Short exercise 1 — In the forum thread, list every difficulty the first reply says Marco's wife has in the relationship.
Short exercise 2 — According to the first reply in the forum thread, why is it no wonder that Marco's wife behaves as she does? Answer in one to three sentences.
Short exercise 3 — Write what comes next in the forum thread, beginning after its last line.

Text block —
........

Marco, I haven't commented on any of your posts previously, but here goes...

You seem like a very selfish lover. Everything you've posted is about you... What you want, what makes you feel good, etc. You never seem satisfied with what you have.

Given that, it's no wonder your wife doesn't want to invest in the relationship, isn't comfortable talking about sex, isn't confident, and takes things negatively. If you had a supervisor at work who was constantly pushing you to do better at work, that would never be happy with your current performance, how would you feel? 

And then it seems like you also want her to act like it's the best thing she's ever experienced, even if she didn't particularly care for it. You can't force someone to enjoy something... 

My advice, slow down on the constant pushing of new experiences and ideas... Savor what you currently have. Add things in gradually, see what she likes. If she likes something, keep it in the toolkit. If she doesn't, try something else in a bit that she might. Work WITH her, not ON her. 

Either that, or find someone who matches you better. You'll never be happy with her, apparently. The odd thing is, with most people that post in forums, you hear the good side of that person posting, and the bad side of the person being posted about. In your case, your wife seems like a saint for putting up with you, and you... Not so much.

Just my $0.02. I don't know you at all, and I'm sure you're a great guy to have a beer with. So don't take this the wrong way. Just throwing out ideas.

C


----------



## MsLonely (Sep 23, 2010)

Give her clear instructions. So she can't mistake. I would do whatever I can to please my husband but he seemed not needing a thing. It seems I'm the only person who needs sex in the marriage.
I don't mean he doesn't love me. He does love me and spoil me in many ways, including sex, he loves to do all the work and focus on me, as long as I have my O, even he's without ejaculation is totally fine with him. Marco, we're really 2 extreme cases. Our spouse never seeks for a balance point. So now I asked him to give me clear instructions. How would he love his tool being sucked? Tell me, I'm all ears.
So give your wife instructions, for example, "open your legs and finger yourself in front of me, meanwhile suck my c, harder, faster..." Whatever you love to see her do, give her clear instructions!


----------



## Mom6547 (Jul 13, 2010)

PBear said:


> Marco, I haven't commented on any of your posts previously, but here goes...
> 
> You seem like a very selfish lover. Everything you've posted is about you... What you want, what makes you feel good, etc. You never seem satisfied with what you have.

........

Provided data —
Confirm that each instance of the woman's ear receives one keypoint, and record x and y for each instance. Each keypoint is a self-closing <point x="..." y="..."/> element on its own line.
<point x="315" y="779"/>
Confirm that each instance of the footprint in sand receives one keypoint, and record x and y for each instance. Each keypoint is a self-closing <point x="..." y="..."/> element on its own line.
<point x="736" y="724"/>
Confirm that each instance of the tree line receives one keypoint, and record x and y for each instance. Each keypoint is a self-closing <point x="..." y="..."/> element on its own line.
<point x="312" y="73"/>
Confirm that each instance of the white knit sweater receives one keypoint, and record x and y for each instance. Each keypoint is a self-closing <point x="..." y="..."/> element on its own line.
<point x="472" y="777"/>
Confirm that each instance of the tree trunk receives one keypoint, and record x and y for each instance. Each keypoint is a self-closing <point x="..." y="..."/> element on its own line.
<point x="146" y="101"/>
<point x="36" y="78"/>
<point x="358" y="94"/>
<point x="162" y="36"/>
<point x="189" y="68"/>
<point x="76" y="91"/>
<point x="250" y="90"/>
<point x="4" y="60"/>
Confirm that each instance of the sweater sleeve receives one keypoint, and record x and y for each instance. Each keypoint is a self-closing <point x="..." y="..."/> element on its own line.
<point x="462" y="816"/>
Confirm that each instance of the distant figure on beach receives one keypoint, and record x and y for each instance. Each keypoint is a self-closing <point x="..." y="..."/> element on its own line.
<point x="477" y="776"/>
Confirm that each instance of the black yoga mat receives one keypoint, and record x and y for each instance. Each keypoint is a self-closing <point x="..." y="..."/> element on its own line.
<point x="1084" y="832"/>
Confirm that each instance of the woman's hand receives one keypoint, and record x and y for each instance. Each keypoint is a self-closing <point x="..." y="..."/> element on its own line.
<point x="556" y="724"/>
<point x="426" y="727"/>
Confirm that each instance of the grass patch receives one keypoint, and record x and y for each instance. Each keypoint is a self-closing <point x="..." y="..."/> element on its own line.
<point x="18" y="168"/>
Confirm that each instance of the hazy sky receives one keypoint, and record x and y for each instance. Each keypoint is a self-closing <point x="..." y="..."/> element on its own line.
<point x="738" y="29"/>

........

Written answer 1 —
- She doesn't want to invest in the relationship.
- She isn't comfortable talking about sex.
- She isn't confident.
- She takes things negatively.

Written answer 2 — Marco seems like a very selfish lover. Everything he has posted is about what he wants and what makes him feel good, and he never seems satisfied with what he has. The reply compares this to a supervisor at work who constantly pushes for better performance and is never happy with it.

Written answer 3 —
I went back and read some of your posts. (Yay, finally figured out how to do that!) And I cannot help but agree with this. You want vid. You want squirt....

Does she feel pressured? If she feels pressured to go outside her comfort zone, that can be very demotivating.



> My advice, slow down on the constant pushing of new experiences and ideas... Savor what you currently have.
> Add things in gradually, see what she likes. If she likes something, keep it in the toolkit. If she doesn't, try something else in a bit that she might. Work WITH her, not ON her.


I would add VISIBLY savor. Let her see your happiness. Let her build confidence.


----------



## MarriedWifeInLove (May 28, 2010)

PBear said:


> Marco, I haven't commented on any of your posts previously, but here goes...
> 
> You seem like a very selfish lover. Everything you've posted is about you... What you want, what makes you feel good, etc. You never seem satisfied with what you have.
> 
> Given that, it's no wonder your wife doesn't want to invest in the relationship, isn't comfortable talking about sex, isn't confident, and takes things negatively. If you had a supervisor at work who was constantly pushing you to do better at work, that would never be happy with your current performance, how would you feel?


Well of course its about him on his posts, he's the one who is posting. We don't see his wife out here.

You're right, he's not satisfied with what he has, he's made that clear. He's also told us (his side of the story), that his wife knows it too and has decided not to change.

I've said it before and I'll say it again...sex is like air, you don't know how much you need it until you don't have any.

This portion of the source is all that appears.